TASK: Each entry should be written out once more, exactly as given below.

PROVIDED DATA:
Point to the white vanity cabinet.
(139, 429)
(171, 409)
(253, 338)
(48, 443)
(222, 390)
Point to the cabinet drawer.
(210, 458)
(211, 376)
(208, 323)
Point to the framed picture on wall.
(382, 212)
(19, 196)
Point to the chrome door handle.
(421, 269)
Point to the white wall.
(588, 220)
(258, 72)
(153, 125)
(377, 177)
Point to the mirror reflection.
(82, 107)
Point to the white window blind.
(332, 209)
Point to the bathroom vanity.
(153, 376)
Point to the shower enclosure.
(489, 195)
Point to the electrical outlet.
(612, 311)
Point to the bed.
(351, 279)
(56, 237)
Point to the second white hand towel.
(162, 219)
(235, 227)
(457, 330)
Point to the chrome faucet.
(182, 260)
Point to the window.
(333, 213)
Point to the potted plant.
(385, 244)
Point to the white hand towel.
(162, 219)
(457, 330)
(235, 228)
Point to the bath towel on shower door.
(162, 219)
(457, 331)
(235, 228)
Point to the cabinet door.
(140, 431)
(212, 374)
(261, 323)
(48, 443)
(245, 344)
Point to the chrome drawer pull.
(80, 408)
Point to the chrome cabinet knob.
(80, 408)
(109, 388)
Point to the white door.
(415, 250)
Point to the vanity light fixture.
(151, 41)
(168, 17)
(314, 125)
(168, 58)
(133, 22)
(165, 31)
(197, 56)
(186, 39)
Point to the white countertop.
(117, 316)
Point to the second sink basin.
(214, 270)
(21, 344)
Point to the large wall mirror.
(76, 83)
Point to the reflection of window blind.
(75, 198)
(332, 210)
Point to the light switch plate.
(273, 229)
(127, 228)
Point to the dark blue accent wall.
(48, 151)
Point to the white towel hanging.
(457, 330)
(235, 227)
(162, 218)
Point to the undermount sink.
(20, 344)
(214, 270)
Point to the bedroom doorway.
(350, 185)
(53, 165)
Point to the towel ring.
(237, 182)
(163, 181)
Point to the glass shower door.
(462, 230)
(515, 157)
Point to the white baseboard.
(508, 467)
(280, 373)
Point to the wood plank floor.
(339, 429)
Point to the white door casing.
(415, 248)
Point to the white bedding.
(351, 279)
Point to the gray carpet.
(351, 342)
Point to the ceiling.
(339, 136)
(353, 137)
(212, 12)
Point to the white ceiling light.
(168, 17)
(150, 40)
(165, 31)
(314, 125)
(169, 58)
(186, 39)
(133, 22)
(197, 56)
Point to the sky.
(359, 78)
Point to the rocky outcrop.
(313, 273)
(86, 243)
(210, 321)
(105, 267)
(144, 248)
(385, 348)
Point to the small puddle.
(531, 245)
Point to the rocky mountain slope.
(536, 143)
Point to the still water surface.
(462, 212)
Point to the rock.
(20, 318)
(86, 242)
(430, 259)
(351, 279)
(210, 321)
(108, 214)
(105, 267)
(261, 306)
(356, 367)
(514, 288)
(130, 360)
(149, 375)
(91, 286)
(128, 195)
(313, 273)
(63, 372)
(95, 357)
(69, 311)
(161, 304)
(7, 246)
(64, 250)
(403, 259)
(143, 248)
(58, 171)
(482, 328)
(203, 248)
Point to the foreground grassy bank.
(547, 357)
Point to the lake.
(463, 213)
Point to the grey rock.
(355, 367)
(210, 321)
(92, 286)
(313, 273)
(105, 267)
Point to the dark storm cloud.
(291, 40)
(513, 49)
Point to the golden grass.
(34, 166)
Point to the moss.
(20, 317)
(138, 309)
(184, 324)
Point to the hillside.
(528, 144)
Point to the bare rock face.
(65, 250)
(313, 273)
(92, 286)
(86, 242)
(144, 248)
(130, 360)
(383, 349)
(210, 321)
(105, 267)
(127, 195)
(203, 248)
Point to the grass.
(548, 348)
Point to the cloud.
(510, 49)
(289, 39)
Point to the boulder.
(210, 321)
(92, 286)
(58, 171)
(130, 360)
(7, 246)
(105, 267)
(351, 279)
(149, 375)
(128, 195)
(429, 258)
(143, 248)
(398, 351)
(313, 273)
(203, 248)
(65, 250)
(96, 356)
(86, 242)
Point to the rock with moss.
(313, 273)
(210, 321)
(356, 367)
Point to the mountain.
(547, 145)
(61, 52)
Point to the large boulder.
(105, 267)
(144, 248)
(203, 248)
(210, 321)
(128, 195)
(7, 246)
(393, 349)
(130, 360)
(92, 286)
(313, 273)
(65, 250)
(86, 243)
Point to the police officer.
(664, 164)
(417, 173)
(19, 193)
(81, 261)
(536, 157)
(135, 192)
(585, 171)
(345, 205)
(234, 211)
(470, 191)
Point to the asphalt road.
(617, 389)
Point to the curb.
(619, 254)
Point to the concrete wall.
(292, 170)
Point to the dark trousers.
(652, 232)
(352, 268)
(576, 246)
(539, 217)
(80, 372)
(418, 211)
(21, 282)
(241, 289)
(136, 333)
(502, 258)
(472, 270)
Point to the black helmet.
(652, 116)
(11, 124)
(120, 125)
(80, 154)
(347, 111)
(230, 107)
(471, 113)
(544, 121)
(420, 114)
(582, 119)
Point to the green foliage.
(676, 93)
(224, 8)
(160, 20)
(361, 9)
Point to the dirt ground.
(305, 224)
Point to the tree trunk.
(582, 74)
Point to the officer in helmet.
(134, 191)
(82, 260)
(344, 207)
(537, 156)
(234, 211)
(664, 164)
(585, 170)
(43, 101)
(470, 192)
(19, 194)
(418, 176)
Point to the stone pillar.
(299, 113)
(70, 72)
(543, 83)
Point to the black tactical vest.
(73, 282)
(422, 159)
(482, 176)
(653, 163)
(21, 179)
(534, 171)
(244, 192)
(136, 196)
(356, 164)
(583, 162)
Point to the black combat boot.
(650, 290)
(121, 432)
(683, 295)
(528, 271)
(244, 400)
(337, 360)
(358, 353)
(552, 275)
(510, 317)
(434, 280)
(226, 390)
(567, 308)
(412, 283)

EXERCISE OUTPUT:
Point to the white vanity cabinet.
(139, 429)
(171, 409)
(253, 338)
(48, 443)
(222, 390)
Point to the cabinet drawer.
(210, 458)
(211, 376)
(208, 323)
Point to the framed picture on wall.
(382, 212)
(19, 196)
Point to the chrome door handle.
(421, 269)
Point to the white wall.
(588, 220)
(258, 72)
(153, 125)
(377, 177)
Point to the mirror reflection.
(82, 107)
Point to the white window blind.
(332, 209)
Point to the bathroom vanity.
(153, 376)
Point to the shower enclosure.
(489, 195)
Point to the electrical outlet.
(612, 311)
Point to the bed.
(351, 279)
(56, 237)
Point to the second white hand towel.
(162, 219)
(235, 227)
(457, 330)
Point to the chrome faucet.
(182, 260)
Point to the window.
(333, 213)
Point to the potted plant.
(385, 244)
Point to the white hand towel.
(162, 219)
(457, 330)
(235, 228)
Point to the bath towel on shower door.
(162, 219)
(457, 331)
(235, 228)
Point to the cabinet door.
(140, 431)
(212, 374)
(261, 323)
(48, 443)
(245, 344)
Point to the chrome drawer pull.
(80, 408)
Point to the chrome cabinet knob.
(80, 408)
(109, 388)
Point to the white door.
(415, 250)
Point to the vanity light fixture.
(151, 41)
(168, 17)
(314, 125)
(168, 58)
(133, 22)
(165, 31)
(197, 56)
(186, 39)
Point to the white countertop.
(117, 316)
Point to the second sink basin.
(214, 270)
(21, 344)
Point to the large wall mirror.
(76, 83)
Point to the reflection of window blind.
(75, 198)
(332, 210)
Point to the light switch plate.
(273, 229)
(127, 228)
Point to the dark blue accent wall.
(48, 151)
Point to the white towel hanging.
(457, 330)
(235, 227)
(162, 218)
Point to the undermount sink.
(20, 344)
(214, 270)
Point to the bedroom doorway.
(350, 185)
(53, 165)
Point to the towel ring.
(237, 182)
(163, 181)
Point to the glass shower door.
(462, 230)
(515, 157)
Point to the white baseboard.
(508, 467)
(280, 373)
Point to the wood plank floor.
(339, 429)
Point to the white door casing.
(415, 248)
Point to the white bedding.
(351, 279)
Point to the gray carpet.
(351, 342)
Point to the ceiling.
(339, 136)
(353, 137)
(212, 12)
Point to the white ceiling light.
(168, 17)
(150, 40)
(165, 31)
(314, 125)
(169, 58)
(186, 39)
(133, 22)
(197, 56)
Point to the sky.
(359, 78)
Point to the rocky outcrop.
(313, 273)
(86, 243)
(210, 321)
(105, 267)
(144, 248)
(385, 348)
Point to the small puddle.
(531, 245)
Point to the rocky mountain slope.
(536, 143)
Point to the still water surface.
(462, 212)
Point to the rock.
(20, 318)
(86, 242)
(430, 259)
(351, 279)
(210, 321)
(108, 214)
(105, 267)
(261, 306)
(356, 367)
(514, 288)
(130, 360)
(149, 375)
(91, 286)
(128, 195)
(313, 273)
(63, 372)
(95, 357)
(69, 311)
(161, 304)
(7, 246)
(64, 250)
(403, 259)
(143, 248)
(58, 171)
(482, 328)
(203, 248)
Point to the foreground grassy bank.
(547, 357)
Point to the lake.
(463, 213)
Point to the grey rock.
(355, 367)
(210, 321)
(92, 286)
(313, 273)
(105, 267)
Point to the dark storm cloud.
(291, 40)
(513, 49)
Point to the golden grass.
(34, 166)
Point to the moss.
(20, 317)
(138, 309)
(184, 324)
Point to the hillside.
(528, 144)
Point to the bare rock face.
(65, 250)
(313, 273)
(92, 286)
(86, 242)
(144, 248)
(130, 360)
(383, 349)
(210, 321)
(105, 267)
(127, 195)
(203, 248)
Point to the grass.
(548, 348)
Point to the cloud.
(510, 49)
(289, 39)
Point to the boulder.
(210, 321)
(92, 286)
(58, 171)
(130, 360)
(7, 246)
(105, 267)
(351, 279)
(149, 375)
(128, 195)
(429, 258)
(143, 248)
(398, 351)
(313, 273)
(203, 248)
(65, 250)
(96, 356)
(86, 242)
Point to the rock with moss.
(313, 273)
(210, 321)
(356, 367)
Point to the mountain.
(547, 145)
(61, 52)
Point to the large boulder.
(105, 267)
(144, 248)
(203, 248)
(210, 321)
(128, 195)
(7, 246)
(393, 349)
(130, 360)
(92, 286)
(313, 273)
(65, 250)
(86, 243)
Point to the police officer.
(664, 164)
(417, 173)
(19, 193)
(81, 261)
(536, 157)
(135, 192)
(585, 171)
(345, 205)
(234, 211)
(470, 191)
Point to the asphalt road.
(617, 389)
Point to the curb.
(619, 254)
Point to the concrete wall.
(292, 170)
Point to the dark trousers.
(652, 232)
(352, 268)
(576, 246)
(539, 217)
(80, 372)
(418, 211)
(21, 282)
(241, 289)
(136, 333)
(502, 258)
(472, 270)
Point to the black helmet.
(652, 116)
(11, 124)
(120, 125)
(80, 154)
(347, 111)
(230, 107)
(471, 113)
(544, 121)
(420, 114)
(582, 119)
Point to the green foliage.
(676, 93)
(224, 8)
(160, 20)
(361, 9)
Point to the dirt ground.
(305, 224)
Point to the tree trunk.
(582, 74)
Point to the officer in helmet.
(134, 191)
(82, 260)
(344, 207)
(537, 156)
(234, 211)
(664, 164)
(585, 170)
(43, 101)
(470, 192)
(19, 194)
(418, 176)
Point to the stone pillar.
(299, 113)
(70, 72)
(543, 83)
Point to the black tactical vest.
(73, 282)
(422, 159)
(482, 176)
(653, 163)
(21, 179)
(534, 171)
(244, 192)
(136, 196)
(356, 164)
(583, 162)
Point to the black combat boot.
(650, 290)
(121, 432)
(683, 295)
(528, 271)
(244, 400)
(337, 360)
(358, 353)
(552, 275)
(510, 317)
(434, 280)
(226, 390)
(567, 308)
(412, 283)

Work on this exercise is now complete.